» **Einträge zur Kennzeichnung von Bildbereichen**
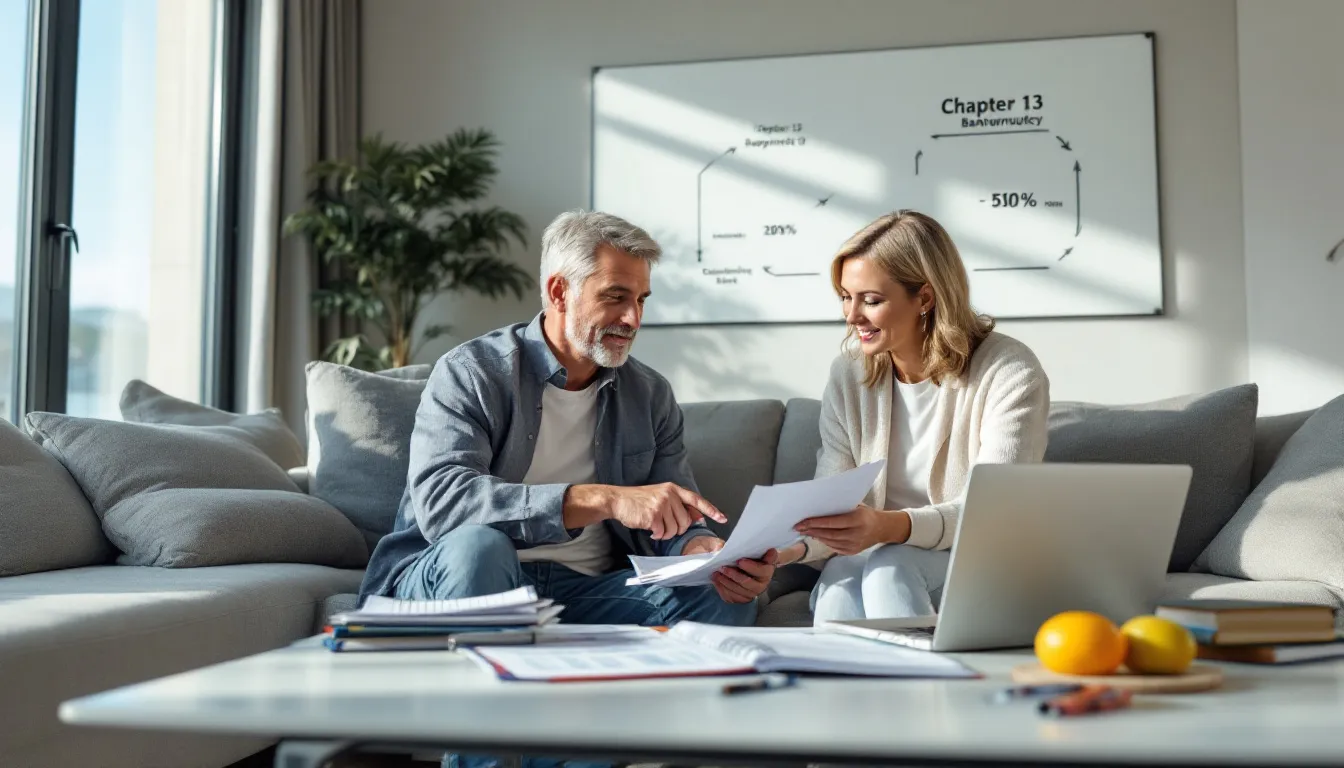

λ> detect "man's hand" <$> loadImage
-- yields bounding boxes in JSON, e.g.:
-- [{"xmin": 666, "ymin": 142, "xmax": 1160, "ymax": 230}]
[
  {"xmin": 681, "ymin": 537, "xmax": 723, "ymax": 554},
  {"xmin": 681, "ymin": 537, "xmax": 780, "ymax": 604},
  {"xmin": 609, "ymin": 483, "xmax": 728, "ymax": 539},
  {"xmin": 794, "ymin": 504, "xmax": 910, "ymax": 554}
]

» **Schriftlicher Auftrag**
Kopieren Sie sämtliche Einträge oben Zeile für Zeile ohne jede Änderung, lassen Sie dabei jedoch die Bilder weg.

» **Antwort**
λ> detect "man's hand" <$> loadImage
-- yields bounding boxes in JSON, e.g.:
-- [{"xmin": 666, "ymin": 142, "xmax": 1160, "ymax": 230}]
[
  {"xmin": 681, "ymin": 537, "xmax": 723, "ymax": 554},
  {"xmin": 681, "ymin": 537, "xmax": 780, "ymax": 604},
  {"xmin": 609, "ymin": 483, "xmax": 728, "ymax": 539},
  {"xmin": 794, "ymin": 504, "xmax": 910, "ymax": 554}
]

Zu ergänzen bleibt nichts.